_Texto do documento_
━━━━

A COP30 terá papel relevante na avaliação de dois aspectos cruciais: a implementação contínua dos compromissos assumidos em conferências anteriores e o avanço das metas globais para o futuro — especialmente no que se refere à adaptação e à resiliência diante das mudanças climáticas.
Dados atualizados indicam que, neste primeiro quarto de século, a temperatura média global já subiu quase 1 grau Celsius. Se nada mudar, poderemos atingir os 3 graus de aumento previstos pelos cientistas bem antes de 2100 — ou seja, em menos de 50 anos a partir de agora.
Por isso, a cada edição da COP, representantes dos países signatários se reúnem para discutir políticas climáticas, estabelecer compromissos para a redução das emissões de gases de efeito estufa e implementar os objetivos do Acordo de Paris, firmado em 2015.
Mas uma COP não deve ser vista como um fim em si mesma. Trata-se de um processo contínuo, que começou em Estocolmo-72, passou pela Rio-92 (ou Eco-92) e culminou no Acordo de Paris. Ou seja, já existem enunciados anteriores e compromissos assumidos que, muitas vezes, geraram expectativas frustradas.

━━━━

_Linhas_
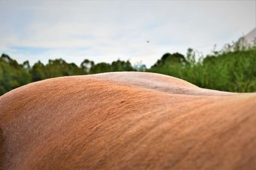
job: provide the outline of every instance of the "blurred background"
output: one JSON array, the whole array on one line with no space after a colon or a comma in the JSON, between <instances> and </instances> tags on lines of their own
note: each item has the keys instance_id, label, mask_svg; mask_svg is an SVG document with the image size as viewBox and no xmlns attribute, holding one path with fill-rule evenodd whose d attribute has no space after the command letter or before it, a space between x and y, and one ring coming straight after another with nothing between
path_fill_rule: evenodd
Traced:
<instances>
[{"instance_id":1,"label":"blurred background","mask_svg":"<svg viewBox=\"0 0 256 170\"><path fill-rule=\"evenodd\" d=\"M256 1L0 1L0 96L47 78L148 71L256 91Z\"/></svg>"}]
</instances>

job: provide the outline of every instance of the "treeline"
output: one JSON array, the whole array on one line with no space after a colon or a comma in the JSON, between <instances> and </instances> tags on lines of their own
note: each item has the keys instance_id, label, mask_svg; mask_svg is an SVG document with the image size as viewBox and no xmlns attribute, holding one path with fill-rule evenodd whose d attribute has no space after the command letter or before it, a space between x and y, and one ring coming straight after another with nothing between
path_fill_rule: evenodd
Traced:
<instances>
[{"instance_id":1,"label":"treeline","mask_svg":"<svg viewBox=\"0 0 256 170\"><path fill-rule=\"evenodd\" d=\"M30 66L19 64L8 55L0 57L0 95L20 86L47 78L112 71L148 71L182 78L200 87L229 92L256 91L256 48L235 52L215 52L196 60L189 48L186 56L165 53L150 68L142 64L132 66L129 60L111 64L85 59L80 66L63 59L40 61Z\"/></svg>"}]
</instances>

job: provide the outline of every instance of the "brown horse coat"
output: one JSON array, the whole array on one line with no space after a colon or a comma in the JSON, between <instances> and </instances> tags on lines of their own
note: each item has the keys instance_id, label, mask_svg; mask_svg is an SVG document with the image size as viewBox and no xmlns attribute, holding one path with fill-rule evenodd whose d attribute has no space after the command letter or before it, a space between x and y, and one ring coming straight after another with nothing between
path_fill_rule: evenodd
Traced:
<instances>
[{"instance_id":1,"label":"brown horse coat","mask_svg":"<svg viewBox=\"0 0 256 170\"><path fill-rule=\"evenodd\" d=\"M155 73L30 83L0 97L0 169L255 169L255 102Z\"/></svg>"}]
</instances>

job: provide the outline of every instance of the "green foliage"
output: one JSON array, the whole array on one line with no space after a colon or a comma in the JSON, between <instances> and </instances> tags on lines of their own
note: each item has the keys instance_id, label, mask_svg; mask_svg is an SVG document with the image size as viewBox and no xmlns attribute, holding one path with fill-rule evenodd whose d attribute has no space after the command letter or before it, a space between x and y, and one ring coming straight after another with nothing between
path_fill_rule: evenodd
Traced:
<instances>
[{"instance_id":1,"label":"green foliage","mask_svg":"<svg viewBox=\"0 0 256 170\"><path fill-rule=\"evenodd\" d=\"M236 46L235 46L236 47ZM28 61L19 64L8 55L0 57L0 95L27 83L46 78L112 71L150 71L182 78L198 87L223 91L256 91L256 48L236 47L214 52L196 60L196 52L189 48L186 56L165 53L150 69L142 62L133 67L129 60L118 59L111 64L85 59L77 66L63 59L40 61L31 67Z\"/></svg>"},{"instance_id":2,"label":"green foliage","mask_svg":"<svg viewBox=\"0 0 256 170\"><path fill-rule=\"evenodd\" d=\"M0 95L31 82L29 64L24 64L3 54L0 57Z\"/></svg>"},{"instance_id":3,"label":"green foliage","mask_svg":"<svg viewBox=\"0 0 256 170\"><path fill-rule=\"evenodd\" d=\"M256 91L256 48L214 53L196 62L189 48L185 64L168 62L148 71L182 78L197 86L228 92Z\"/></svg>"}]
</instances>

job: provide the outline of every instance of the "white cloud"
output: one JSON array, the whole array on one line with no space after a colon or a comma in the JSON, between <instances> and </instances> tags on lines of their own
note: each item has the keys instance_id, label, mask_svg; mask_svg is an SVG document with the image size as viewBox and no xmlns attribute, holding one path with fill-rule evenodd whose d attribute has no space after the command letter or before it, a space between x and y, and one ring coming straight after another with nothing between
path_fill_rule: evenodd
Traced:
<instances>
[{"instance_id":1,"label":"white cloud","mask_svg":"<svg viewBox=\"0 0 256 170\"><path fill-rule=\"evenodd\" d=\"M188 47L209 53L255 26L255 1L1 1L0 50L20 61L118 58L152 65ZM147 41L150 43L147 43ZM19 53L15 46L49 48ZM28 48L29 50L29 48Z\"/></svg>"}]
</instances>

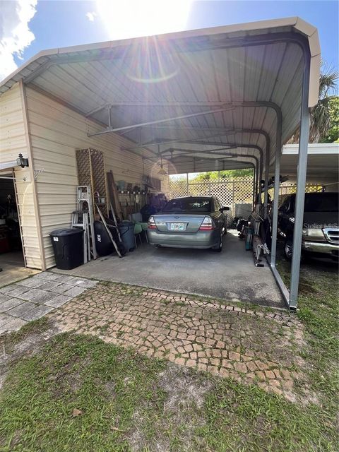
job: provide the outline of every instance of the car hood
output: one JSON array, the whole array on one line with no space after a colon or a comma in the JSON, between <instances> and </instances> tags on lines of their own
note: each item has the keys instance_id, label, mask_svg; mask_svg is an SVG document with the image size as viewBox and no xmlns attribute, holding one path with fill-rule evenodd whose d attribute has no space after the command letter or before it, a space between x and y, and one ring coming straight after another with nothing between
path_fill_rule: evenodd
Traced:
<instances>
[{"instance_id":1,"label":"car hood","mask_svg":"<svg viewBox=\"0 0 339 452\"><path fill-rule=\"evenodd\" d=\"M338 227L338 214L335 212L305 212L304 225L307 227L319 225L319 229Z\"/></svg>"}]
</instances>

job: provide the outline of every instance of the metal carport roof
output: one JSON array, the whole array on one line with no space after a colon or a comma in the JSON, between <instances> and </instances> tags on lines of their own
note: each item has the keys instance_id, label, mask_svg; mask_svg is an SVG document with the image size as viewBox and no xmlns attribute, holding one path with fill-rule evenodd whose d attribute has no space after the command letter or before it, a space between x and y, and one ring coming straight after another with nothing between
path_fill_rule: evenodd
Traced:
<instances>
[{"instance_id":1,"label":"metal carport roof","mask_svg":"<svg viewBox=\"0 0 339 452\"><path fill-rule=\"evenodd\" d=\"M316 28L294 17L44 51L0 92L22 79L145 157L192 171L197 159L227 168L255 157L268 180L282 143L317 103L320 59Z\"/></svg>"}]
</instances>

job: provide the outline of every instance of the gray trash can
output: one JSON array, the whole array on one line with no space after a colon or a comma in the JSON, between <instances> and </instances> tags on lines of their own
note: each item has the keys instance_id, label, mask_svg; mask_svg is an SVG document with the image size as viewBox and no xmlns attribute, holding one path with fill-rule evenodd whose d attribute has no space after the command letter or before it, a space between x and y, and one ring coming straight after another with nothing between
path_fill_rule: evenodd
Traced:
<instances>
[{"instance_id":1,"label":"gray trash can","mask_svg":"<svg viewBox=\"0 0 339 452\"><path fill-rule=\"evenodd\" d=\"M119 225L119 230L121 237L122 243L126 250L133 251L136 247L134 239L134 224L131 221L124 221Z\"/></svg>"}]
</instances>

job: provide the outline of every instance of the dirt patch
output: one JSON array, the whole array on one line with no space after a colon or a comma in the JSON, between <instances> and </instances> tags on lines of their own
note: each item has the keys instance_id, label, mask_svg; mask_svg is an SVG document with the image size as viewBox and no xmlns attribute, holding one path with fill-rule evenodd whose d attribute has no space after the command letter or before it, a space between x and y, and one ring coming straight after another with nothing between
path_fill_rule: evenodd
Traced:
<instances>
[{"instance_id":1,"label":"dirt patch","mask_svg":"<svg viewBox=\"0 0 339 452\"><path fill-rule=\"evenodd\" d=\"M133 419L135 427L126 436L131 450L140 452L147 446L150 452L192 451L194 432L206 423L203 413L205 396L213 388L213 383L203 374L197 376L189 369L169 362L166 369L159 374L154 388L155 392L162 394L162 406L157 407L161 416L155 415L150 420L146 416L150 413L149 404L136 410ZM173 432L180 434L173 437ZM198 450L203 446L199 444Z\"/></svg>"},{"instance_id":2,"label":"dirt patch","mask_svg":"<svg viewBox=\"0 0 339 452\"><path fill-rule=\"evenodd\" d=\"M37 353L46 342L60 333L58 326L45 319L30 322L18 331L0 335L0 389L12 366L23 357Z\"/></svg>"}]
</instances>

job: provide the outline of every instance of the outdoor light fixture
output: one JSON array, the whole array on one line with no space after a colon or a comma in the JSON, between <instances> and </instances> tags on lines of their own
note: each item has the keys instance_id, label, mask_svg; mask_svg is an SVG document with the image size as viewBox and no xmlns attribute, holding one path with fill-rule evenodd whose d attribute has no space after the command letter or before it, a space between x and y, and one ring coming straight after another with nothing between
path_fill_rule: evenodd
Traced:
<instances>
[{"instance_id":1,"label":"outdoor light fixture","mask_svg":"<svg viewBox=\"0 0 339 452\"><path fill-rule=\"evenodd\" d=\"M18 157L16 159L16 165L22 168L25 168L28 166L28 159L24 158L23 155L20 153Z\"/></svg>"},{"instance_id":2,"label":"outdoor light fixture","mask_svg":"<svg viewBox=\"0 0 339 452\"><path fill-rule=\"evenodd\" d=\"M157 145L157 152L158 152L159 155L160 156L160 169L157 172L157 174L158 174L159 176L167 176L167 173L164 170L164 165L162 165L162 157L161 154L160 154L160 145Z\"/></svg>"},{"instance_id":3,"label":"outdoor light fixture","mask_svg":"<svg viewBox=\"0 0 339 452\"><path fill-rule=\"evenodd\" d=\"M157 174L160 176L166 176L167 175L167 172L166 171L164 170L164 167L162 163L160 163L160 169L159 170L159 171L157 172Z\"/></svg>"}]
</instances>

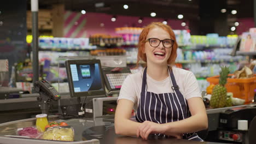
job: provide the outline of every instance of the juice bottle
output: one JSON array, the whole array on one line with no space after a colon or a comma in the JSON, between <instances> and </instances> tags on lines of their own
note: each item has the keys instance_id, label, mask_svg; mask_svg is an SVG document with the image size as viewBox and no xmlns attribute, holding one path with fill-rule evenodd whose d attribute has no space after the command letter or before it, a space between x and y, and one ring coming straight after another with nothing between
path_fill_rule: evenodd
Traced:
<instances>
[{"instance_id":1,"label":"juice bottle","mask_svg":"<svg viewBox=\"0 0 256 144\"><path fill-rule=\"evenodd\" d=\"M36 116L37 118L36 127L40 132L44 131L45 126L48 124L46 114L39 114Z\"/></svg>"}]
</instances>

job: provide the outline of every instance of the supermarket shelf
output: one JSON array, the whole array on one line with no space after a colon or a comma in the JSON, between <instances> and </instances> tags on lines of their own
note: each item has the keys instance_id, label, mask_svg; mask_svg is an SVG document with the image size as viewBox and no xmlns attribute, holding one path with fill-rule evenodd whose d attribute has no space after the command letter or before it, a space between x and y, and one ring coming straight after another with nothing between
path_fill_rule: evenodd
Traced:
<instances>
[{"instance_id":1,"label":"supermarket shelf","mask_svg":"<svg viewBox=\"0 0 256 144\"><path fill-rule=\"evenodd\" d=\"M242 61L242 59L215 59L215 60L185 60L182 61L176 61L176 63L220 63L220 62L235 62Z\"/></svg>"},{"instance_id":2,"label":"supermarket shelf","mask_svg":"<svg viewBox=\"0 0 256 144\"><path fill-rule=\"evenodd\" d=\"M212 77L215 75L202 75L199 74L195 74L195 76L196 77L196 79L206 79L207 77Z\"/></svg>"},{"instance_id":3,"label":"supermarket shelf","mask_svg":"<svg viewBox=\"0 0 256 144\"><path fill-rule=\"evenodd\" d=\"M146 62L139 62L139 64L145 64ZM127 61L126 60L126 64L137 64L137 60L135 61Z\"/></svg>"},{"instance_id":4,"label":"supermarket shelf","mask_svg":"<svg viewBox=\"0 0 256 144\"><path fill-rule=\"evenodd\" d=\"M68 48L58 48L58 47L39 47L39 51L54 51L60 52L66 52L69 51L90 51L97 49L96 46L91 46L86 47L68 47Z\"/></svg>"},{"instance_id":5,"label":"supermarket shelf","mask_svg":"<svg viewBox=\"0 0 256 144\"><path fill-rule=\"evenodd\" d=\"M256 56L256 52L244 52L244 51L237 51L236 55L243 55L243 56Z\"/></svg>"},{"instance_id":6,"label":"supermarket shelf","mask_svg":"<svg viewBox=\"0 0 256 144\"><path fill-rule=\"evenodd\" d=\"M179 47L184 50L202 50L217 48L233 48L234 45L223 44L190 44L179 45Z\"/></svg>"}]
</instances>

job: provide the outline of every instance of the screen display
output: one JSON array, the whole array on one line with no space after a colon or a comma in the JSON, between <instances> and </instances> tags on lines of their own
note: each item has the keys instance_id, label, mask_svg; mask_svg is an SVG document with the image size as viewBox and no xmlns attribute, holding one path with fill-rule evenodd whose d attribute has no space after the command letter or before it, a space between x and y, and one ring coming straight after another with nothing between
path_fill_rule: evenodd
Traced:
<instances>
[{"instance_id":1,"label":"screen display","mask_svg":"<svg viewBox=\"0 0 256 144\"><path fill-rule=\"evenodd\" d=\"M98 63L71 64L70 68L75 93L103 90Z\"/></svg>"},{"instance_id":2,"label":"screen display","mask_svg":"<svg viewBox=\"0 0 256 144\"><path fill-rule=\"evenodd\" d=\"M102 116L114 115L117 108L117 100L108 100L103 101Z\"/></svg>"}]
</instances>

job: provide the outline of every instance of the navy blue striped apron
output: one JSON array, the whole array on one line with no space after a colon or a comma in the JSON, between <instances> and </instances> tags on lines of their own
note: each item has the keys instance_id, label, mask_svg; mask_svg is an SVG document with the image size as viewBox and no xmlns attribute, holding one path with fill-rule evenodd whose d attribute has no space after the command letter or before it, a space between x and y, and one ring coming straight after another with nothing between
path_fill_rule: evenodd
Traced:
<instances>
[{"instance_id":1,"label":"navy blue striped apron","mask_svg":"<svg viewBox=\"0 0 256 144\"><path fill-rule=\"evenodd\" d=\"M169 77L174 93L155 94L148 92L147 88L147 68L143 72L141 98L136 118L143 123L148 121L158 123L166 123L184 119L191 116L187 100L179 91L172 71L170 71ZM156 134L155 134L156 135ZM159 134L159 136L168 137ZM195 141L203 140L196 133L187 133L183 139Z\"/></svg>"}]
</instances>

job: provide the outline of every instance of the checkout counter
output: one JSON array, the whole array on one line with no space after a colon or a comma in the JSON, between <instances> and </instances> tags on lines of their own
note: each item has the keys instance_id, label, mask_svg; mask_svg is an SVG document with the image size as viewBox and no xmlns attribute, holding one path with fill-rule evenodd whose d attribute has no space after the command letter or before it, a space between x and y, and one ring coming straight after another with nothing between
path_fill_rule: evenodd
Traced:
<instances>
[{"instance_id":1,"label":"checkout counter","mask_svg":"<svg viewBox=\"0 0 256 144\"><path fill-rule=\"evenodd\" d=\"M14 121L13 119L5 119L4 121L8 120L9 122L0 123L0 143L15 143L19 141L19 143L28 144L36 143L38 144L63 143L217 144L224 143L223 142L252 144L256 141L255 138L254 137L256 133L256 117L254 118L256 116L255 104L207 110L208 129L206 132L203 131L202 133L205 134L205 137L200 136L202 138L205 138L206 142L163 138L154 135L149 136L149 140L143 140L135 136L116 135L114 128L114 112L111 111L113 111L113 110L114 110L113 109L115 107L114 105L116 105L117 97L106 97L104 95L106 92L103 88L104 88L105 86L103 77L101 75L102 72L100 68L101 67L100 61L94 60L69 61L66 63L66 65L70 66L67 68L69 93L61 94L60 99L60 97L56 95L56 92L52 89L52 86L50 83L45 81L41 81L40 84L37 83L35 85L36 90L39 94L32 94L33 95L30 95L32 97L22 97L24 98L19 99L0 99L0 112L3 113L5 112L7 115L9 113L12 115L13 117L15 117L16 115L24 116L24 113L27 113L30 117L31 115L40 113L41 111L44 113L48 113L48 112L50 113L57 113L56 112L58 111L59 115L49 115L49 121L65 122L73 127L74 141L65 142L17 137L18 129L36 125L36 118L21 117L16 118L23 119L15 121ZM78 71L81 71L81 74L83 74L80 75ZM91 73L91 71L94 73ZM99 75L94 75L97 73ZM74 79L72 76L75 78ZM101 79L90 81L96 77ZM74 81L74 79L76 80ZM86 82L78 82L79 81L78 80L86 80ZM88 82L88 80L90 82ZM95 85L94 82L98 82L100 85ZM88 88L83 89L79 87L80 83L86 83ZM108 85L111 86L109 83ZM92 91L90 91L91 90L90 88L92 88ZM95 91L93 89L96 88L98 91ZM87 96L83 97L83 95ZM51 105L54 106L51 107L49 106ZM21 113L21 109L23 110L22 111L27 110L27 111ZM49 111L51 109L54 110ZM84 113L81 114L79 110L82 109ZM75 115L77 113L81 115ZM245 117L245 115L251 115L251 116ZM244 118L247 118L246 120L249 122L249 130L246 131L237 130L235 127L237 125L237 120ZM221 122L226 122L226 124L220 123L220 119L223 119L220 121ZM200 133L199 134L200 135ZM233 135L239 136L240 139L238 140L234 139ZM214 142L207 142L207 141Z\"/></svg>"}]
</instances>

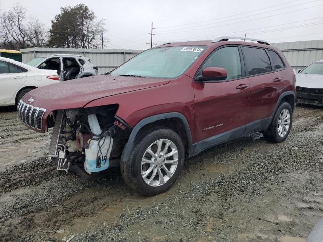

━━━━

_Tarefa 1_
Responda com base no texto sobre a COP30:
(a) Quanto a temperatura média global já subiu neste primeiro quarto de século?
(b) Em que ano foi firmado o Acordo de Paris?
(c) Onde começou o processo contínuo do qual a COP faz parte?
_Tarefa 2_
Extraia, das linhas acima, todas as que contêm a palavra "treeline".

_Resposta 1_
(a) Quase 1 grau Celsius.
(b) Em 2015.
(c) Em Estocolmo-72.

_Resposta 2_
job: provide the outline of every instance of the "treeline"
[{"instance_id":1,"label":"treeline","mask_svg":"<svg viewBox=\"0 0 256 170\"><path fill-rule=\"evenodd\" d=\"M30 66L19 64L8 55L0 57L0 95L20 86L47 78L112 71L148 71L182 78L200 87L229 92L256 91L256 48L235 52L215 52L196 60L189 48L186 56L165 53L150 68L142 64L132 66L129 60L111 64L85 59L80 66L63 59L40 61Z\"/></svg>"}]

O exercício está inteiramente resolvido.